Cigna and Express Scripts Merger Earns New York, California Regulatory Approval

December 18, 2018
Samantha DiGrande

Last week, Insurer Cigna and pharmacy benefit manager (PBM) Express Scripts overcame 2 hurdles to completing their $67 billion merger as New York and California insurance regulators signed off on the deal.

Last week, Insurer Cigna and pharmacy benefit manager (PBM) Express Scripts overcame 2 hurdles to completing their $67 billion merger as New York and California insurance regulators signed off on the deal.

The deal, which was approved by the US Justice Department in September 2018, was approved by the insurance regulators with conditions. One of the conditions stipulated by the California Department of Managed Health Care was that the combined company not raise premiums to pay for the merger for 5 years and keep premium prices “to a minimum.”

Additionally, Cigna and Express Scripts have agreed to invest $60 million in California’s healthcare system through Cigna’s accountable care organizations as well as funding scholarships and loan repayment programs to increase the number of healthcare providers in underserved areas. These funds will also go towards supporting programs that address social determinants of health and the opioid epidemic.

Another condition, required by New York regulators, was that the combined company wouldn’t increase premiums for New York plan members to pay for the acquisition, as well as providing preferential pricing from Express Scripts or excluding independent pharmacies from its network.

Such factors are a concern because they would give Cigna an “artificial competitive advantage that would draw policyholders away from other insurers and create an even larger market share for the enterprise,” according to the December 13, 2018 filing. Finally, the regulator also required the insurer to report the pharmacy rebates it receives, and the amount returned to customers.

--

**Check your understanding**
(1) Print the passage of the Cigna and Express Scripts merger article between "Additionally, Cigna and" and "from its network.", inclusive.
(2) According to the Cigna and Express Scripts merger article, for how many years did the California Department of Managed Health Care bar the combined company from raising premiums to pay for the merger?

--

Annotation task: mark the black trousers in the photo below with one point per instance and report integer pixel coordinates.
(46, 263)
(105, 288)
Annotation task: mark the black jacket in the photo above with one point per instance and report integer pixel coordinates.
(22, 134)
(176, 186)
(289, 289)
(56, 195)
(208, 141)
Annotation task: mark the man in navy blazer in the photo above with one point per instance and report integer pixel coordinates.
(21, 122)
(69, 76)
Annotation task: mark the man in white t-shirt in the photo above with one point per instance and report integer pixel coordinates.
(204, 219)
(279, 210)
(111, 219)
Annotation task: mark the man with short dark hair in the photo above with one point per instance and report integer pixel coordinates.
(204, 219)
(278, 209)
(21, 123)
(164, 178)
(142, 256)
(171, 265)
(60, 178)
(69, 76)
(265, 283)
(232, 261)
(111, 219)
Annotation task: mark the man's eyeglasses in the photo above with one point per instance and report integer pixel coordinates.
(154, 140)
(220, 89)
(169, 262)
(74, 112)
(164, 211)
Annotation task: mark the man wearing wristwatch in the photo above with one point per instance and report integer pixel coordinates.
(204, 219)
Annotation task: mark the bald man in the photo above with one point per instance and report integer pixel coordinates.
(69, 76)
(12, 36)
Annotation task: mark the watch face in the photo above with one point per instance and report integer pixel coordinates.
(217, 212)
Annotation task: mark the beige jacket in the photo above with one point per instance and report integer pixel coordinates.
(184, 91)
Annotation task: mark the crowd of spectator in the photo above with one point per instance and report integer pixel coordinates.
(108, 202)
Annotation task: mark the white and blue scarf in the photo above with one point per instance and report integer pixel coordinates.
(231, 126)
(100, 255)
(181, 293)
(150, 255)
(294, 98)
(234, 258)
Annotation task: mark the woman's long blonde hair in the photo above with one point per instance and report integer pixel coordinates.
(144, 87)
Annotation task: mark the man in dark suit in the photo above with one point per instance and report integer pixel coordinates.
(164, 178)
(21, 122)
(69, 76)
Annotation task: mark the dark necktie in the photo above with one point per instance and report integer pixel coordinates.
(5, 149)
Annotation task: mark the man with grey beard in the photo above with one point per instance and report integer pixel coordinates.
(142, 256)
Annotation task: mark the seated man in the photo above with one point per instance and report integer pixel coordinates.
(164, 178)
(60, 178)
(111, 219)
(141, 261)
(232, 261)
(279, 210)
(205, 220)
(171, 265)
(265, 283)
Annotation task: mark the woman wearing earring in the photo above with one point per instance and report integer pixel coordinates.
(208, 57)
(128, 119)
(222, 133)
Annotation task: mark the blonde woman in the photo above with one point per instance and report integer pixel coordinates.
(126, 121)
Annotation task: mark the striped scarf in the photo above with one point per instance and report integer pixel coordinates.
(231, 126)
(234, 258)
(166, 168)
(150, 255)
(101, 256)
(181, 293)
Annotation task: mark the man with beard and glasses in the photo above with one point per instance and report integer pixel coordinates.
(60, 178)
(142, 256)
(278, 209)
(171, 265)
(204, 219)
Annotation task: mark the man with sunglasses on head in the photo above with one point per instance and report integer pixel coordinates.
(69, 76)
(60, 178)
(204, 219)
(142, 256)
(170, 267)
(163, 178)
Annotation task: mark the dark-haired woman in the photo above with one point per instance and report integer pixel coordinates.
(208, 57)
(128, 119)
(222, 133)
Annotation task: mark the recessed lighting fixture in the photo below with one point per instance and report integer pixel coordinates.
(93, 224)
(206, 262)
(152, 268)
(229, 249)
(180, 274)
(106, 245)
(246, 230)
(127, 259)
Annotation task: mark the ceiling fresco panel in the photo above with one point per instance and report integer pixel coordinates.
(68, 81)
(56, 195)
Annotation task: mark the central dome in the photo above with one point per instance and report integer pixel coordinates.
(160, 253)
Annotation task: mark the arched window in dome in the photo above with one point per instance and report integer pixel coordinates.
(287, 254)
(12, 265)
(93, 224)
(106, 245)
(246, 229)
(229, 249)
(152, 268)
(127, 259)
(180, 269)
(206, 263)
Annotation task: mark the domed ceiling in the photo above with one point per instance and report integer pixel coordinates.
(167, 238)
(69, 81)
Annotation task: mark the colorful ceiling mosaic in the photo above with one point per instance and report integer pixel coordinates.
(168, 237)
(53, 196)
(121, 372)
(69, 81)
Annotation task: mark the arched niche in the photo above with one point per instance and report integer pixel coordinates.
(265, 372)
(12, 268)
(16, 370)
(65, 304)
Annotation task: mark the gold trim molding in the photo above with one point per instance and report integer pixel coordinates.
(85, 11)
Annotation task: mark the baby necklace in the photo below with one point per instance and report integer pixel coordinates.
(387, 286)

--

**Answers by item number**
(1)
Additionally, Cigna and Express Scripts have agreed to invest $60 million in California’s healthcare system through Cigna’s accountable care organizations as well as funding scholarships and loan repayment programs to increase the number of healthcare providers in underserved areas. These funds will also go towards supporting programs that address social determinants of health and the opioid epidemic.

Another condition, required by New York regulators, was that the combined company wouldn’t increase premiums for New York plan members to pay for the acquisition, as well as providing preferential pricing from Express Scripts or excluding independent pharmacies from its network.

(2) 5 years